## begin Source passage

Plaintiff argues that "The issue of equitable tolling must be considered when the complaint, liberally construed in light of our notice pleading system, adequately alleges facts showing the potential applicability of the equitable tolling doctrine." Opp'n at 4 (citing Yang v. Home Loan Funding, Inc., No. CV F 07-1454 AWI GSA, 2010 WL 670958, at *6 (E.D. Cal. Feb. 22, 2010) (internal quotation marks omitted) (Plaintiff's emphasis)). However, the SAC fails to allege facts showing any potential applicability of the equitable tolling doctrine here. Even if Plaintiff did not find out about the assignment of the Deed of Trust on April 28, 2010, when it was conveyed by the FDIC to OneWest, the Notice of Default recorded on October 21, 2010 clearly referred Plaintiff to "OneWest Bank FSB - C/O Meridian Foreclosure Service" "[t]o find out the amount [he] must pay, [or] to arrange for payment to stop this foreclosure . . . ." SAC Ex. B at 2. Plaintiff therefore would have been apprised that the loan had been transferred to OneWest at this time. Plaintiff has not alleged any facts to suggest otherwise. Yet even if we use the Notice of Default's October 21, 2010 date as the date by which a reasonable person would have discovered OneWest's ownership or interest in the loan, Plaintiff's January 4, 2012 Complaint is still untimely.
For these reasons, the Court DISMISSES the TILA claim against OneWest as time-barred.
3. Plaintiff's Third Cause of Action for Violations of California's Unfair Competition Law - Against All Defendants
California's Unfair Competition Law ("UCL" or "17200"), prohibits business practices which are unlawful, unfair or fraudulent. Cal. Bus. & Prof. C. § 17200. In order to state a claim under the "unlawful" prong, a plaintiff must demonstrate that the defendant's conduct or business practice violates a law or regulation. California v. McKale, 25 Cal. 3d 626, 632 (1979); Saunders v. Superior Court, 27 Cal. App. 4th 832, 838-39 (1994). Conduct is "fraudulent" if it is likely to deceive any member of the public. Weinstat v. Dentsply Int'l., Inc., 180 Cal. App. 4th 1213, 1223 n.8 (2010). Claims sounding in fraud are subject to heightened pleading requirements and must identify each specific defendant's alleged misconduct. See Swartz v. KMPG LLP, 476 F.3d 756, 764-65 (9th Cir. 2007). Unfairness is determined by "weigh[ing] the utility of the defendant's conduct against the gravity of the harm to the alleged victim . . . . " Wilson v. Hynek, 207 Cal. App. 4th 999, 1008 (2012) (internal quotation marks omitted); see also id. (discussing split in California authority as to how broadly to interpret unfairness and whether "unfair" claims must be tethered to an established violation of law or policy).

## end Source passage
## begin Raw records

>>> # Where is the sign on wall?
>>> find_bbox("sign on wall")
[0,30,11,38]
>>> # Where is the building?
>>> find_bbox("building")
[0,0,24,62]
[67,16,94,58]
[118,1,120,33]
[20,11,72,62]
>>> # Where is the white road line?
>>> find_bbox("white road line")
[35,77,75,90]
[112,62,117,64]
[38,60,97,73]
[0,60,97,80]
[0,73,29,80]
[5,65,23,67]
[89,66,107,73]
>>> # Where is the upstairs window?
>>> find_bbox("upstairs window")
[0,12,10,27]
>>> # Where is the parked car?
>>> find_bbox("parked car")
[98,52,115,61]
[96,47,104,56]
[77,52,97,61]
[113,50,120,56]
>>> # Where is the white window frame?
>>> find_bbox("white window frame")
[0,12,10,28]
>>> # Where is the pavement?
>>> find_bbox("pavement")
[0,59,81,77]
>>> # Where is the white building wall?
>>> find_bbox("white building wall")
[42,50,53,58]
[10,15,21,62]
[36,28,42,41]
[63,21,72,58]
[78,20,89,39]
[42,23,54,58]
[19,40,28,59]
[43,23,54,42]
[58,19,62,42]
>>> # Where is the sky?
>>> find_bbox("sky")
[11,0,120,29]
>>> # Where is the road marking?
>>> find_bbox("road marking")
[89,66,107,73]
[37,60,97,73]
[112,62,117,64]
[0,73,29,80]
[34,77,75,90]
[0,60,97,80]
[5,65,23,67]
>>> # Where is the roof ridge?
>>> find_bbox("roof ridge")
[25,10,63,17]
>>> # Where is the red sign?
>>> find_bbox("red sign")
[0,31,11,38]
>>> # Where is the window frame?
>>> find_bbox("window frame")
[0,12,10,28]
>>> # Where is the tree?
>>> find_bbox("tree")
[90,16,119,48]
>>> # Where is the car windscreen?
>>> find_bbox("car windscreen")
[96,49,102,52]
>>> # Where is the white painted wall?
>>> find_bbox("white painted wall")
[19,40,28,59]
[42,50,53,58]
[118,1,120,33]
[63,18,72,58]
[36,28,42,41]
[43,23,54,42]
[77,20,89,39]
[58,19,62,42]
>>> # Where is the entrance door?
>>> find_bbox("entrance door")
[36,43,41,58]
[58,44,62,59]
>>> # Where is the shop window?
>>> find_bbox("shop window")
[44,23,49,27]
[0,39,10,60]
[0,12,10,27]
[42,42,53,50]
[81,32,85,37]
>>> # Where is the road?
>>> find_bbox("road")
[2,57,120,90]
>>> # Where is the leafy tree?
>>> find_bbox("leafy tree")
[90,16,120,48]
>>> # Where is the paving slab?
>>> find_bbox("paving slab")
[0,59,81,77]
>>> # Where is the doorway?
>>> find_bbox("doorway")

## end Raw records

→ Requirement A
Pick out each line in the rows above that contains the word "window" and copy it.
→ Requirement B
Take the court opinion on the foreclosure claims further, picking up after its last sentence.

→ Exercise output A
>>> # Where is the upstairs window?
>>> find_bbox("upstairs window")
>>> # Where is the white window frame?
>>> find_bbox("white window frame")
>>> # Where is the window frame?
>>> find_bbox("window frame")
>>> # Where is the shop window?
>>> find_bbox("shop window")

→ Exercise output B
Plaintiff's "Third Cause of Action" contains four separate sections alleging violations of section 17200. Each begins with the heading "Third Cause of Action: Violation of Business & Professions Code § 17200 et seq. and California Penal Code § 115.5 & § 532(f)(a)(4) [Fraudulently Procured Documents]". SAC at 25, 30, 31, 33 (bracketed language in original). In the first of these, Plaintiff discusses general problems with mortgage foreclosure industry and alleges that all of the defendants "fraudulently and knowingly procured or offered false or fraudulently prepared documents to fabricate the missing gaps in the chain of title or to falsely demonstrate compliance with the PSA [Pooling and Servicing Agreement]." Id. ¶ 98.
California Penal Code section 532 addresses false pretenses, but appears to contain no sub-section (f).
Not only has this Court already dismissed claims arising out of the Pooling and Servicing Agreement, see June Order at 6-8, but the Court also dismissed Plaintiff's earlier-pleaded "Fourth Claim for Relief," to which the allegations now presented in the first sub-section of the "Third Claim for Relief," ¶¶ 86-107, bear a striking resemblance.
We address the section 17200 allegations against each defendant in turn.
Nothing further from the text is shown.